> Task set:
a) Can you print the part of the health personnel planning article starting at "In South Africa, only" and ending at "own provincial data.", word for word?
b) Does each statement agree with the health personnel planning article? Answer yes or no, and quote the words of the article that decide it.
(i) Hall has worked in 40 countries.
(ii) South Africa has ten medical schools.
(iii) Workshop participants made projections covering 5 to 10 years.

Excerpt to read START

Planning ahead for health personnel

As part of provinces’ quest to put their scarce health resources to the best use, provincial health management recently held a workshop with the World Health Organisation (WHO) to plan what personnel they will need in future

As part of provinces’ quest to put their scarce health resources to the best use, provincial health management recently held a workshop with the World Health Organisation (WHO) to plan what personnel they will need in future.

Dr Thomas Hall, a WHO representative and world expert on health care systems, showed senior provincial health managers how to plan how many health care personnel they would need in years to come ‘€“ on the computer.

Hall was a guest of the Department of Community Health at the University of the Witwatersrand in Johannesburg.

“I have been working with WHO to improve methods to establish size and composition of the workforce needed in future years,” said Hall, who has worked in 40 countries.

He said this crucial information was used to advise medical schools and nursing colleges on how many people to train.

Hall has helped to develop a computer model so countries can put in data and different scenarios for how they would like the health care sector to develop.

He said all over the world, health care systems operated in crisis. “What this model is trying to do is, in the longer term, get a better health system and improve the quality not quantity of care.” He said 10% of health depended on a good health system.
“Because it takes so many years to train a nurse or doctor, we have to plan ahead.”

In South Africa, only 1 100 doctors graduate each year from eight medical schools.
“One rule of thumb is a 10% change in the intake of medical students results in a 2% change in the supply of doctors,” he said. Participants made 15 to 20 year projections in the last two days of the workshop by putting in their own provincial data.

They worked on how to look ahead in terms of, for example, numbers and distribution of beds and clinics and a breakdown of the different staff needed in hospitals and clinics.
Hall said problems in the country included “maldistribution” of personnel, a tendency towards overspecialisation, and too many resources going into hospitals instead of more going to prevention programmes.
But Hall said he was positive about South Africa and said the country was, within a primary health care focus, “trying to reduce inequalities and give important emphasis to quality, all on a very thin budget.”

Excerpt to read END
Extracted data START

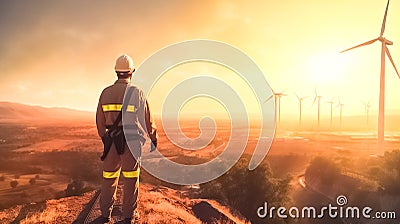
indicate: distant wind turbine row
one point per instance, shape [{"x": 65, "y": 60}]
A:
[
  {"x": 384, "y": 52},
  {"x": 381, "y": 117}
]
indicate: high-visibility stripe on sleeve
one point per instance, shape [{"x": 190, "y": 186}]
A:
[
  {"x": 111, "y": 175},
  {"x": 131, "y": 174},
  {"x": 117, "y": 107}
]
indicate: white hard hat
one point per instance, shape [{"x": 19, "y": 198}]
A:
[{"x": 124, "y": 63}]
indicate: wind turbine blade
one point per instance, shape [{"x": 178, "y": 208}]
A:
[
  {"x": 369, "y": 101},
  {"x": 360, "y": 45},
  {"x": 391, "y": 60},
  {"x": 384, "y": 19},
  {"x": 269, "y": 98}
]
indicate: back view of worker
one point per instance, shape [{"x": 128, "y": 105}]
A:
[{"x": 119, "y": 159}]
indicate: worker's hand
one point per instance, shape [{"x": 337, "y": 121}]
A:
[{"x": 153, "y": 146}]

Extracted data END

> Exercise answers:
a)
In South Africa, only 1 100 doctors graduate each year from eight medical schools.
“One rule of thumb is a 10% change in the intake of medical students results in a 2% change in the supply of doctors,” he said. Participants made 15 to 20 year projections in the last two days of the workshop by putting in their own provincial data.

b)
(i) Yes: "said Hall, who has worked in 40 countries."
(ii) No: "only 1 100 doctors graduate each year from eight medical schools."
(iii) No: "Participants made 15 to 20 year projections in the last two days of the workshop"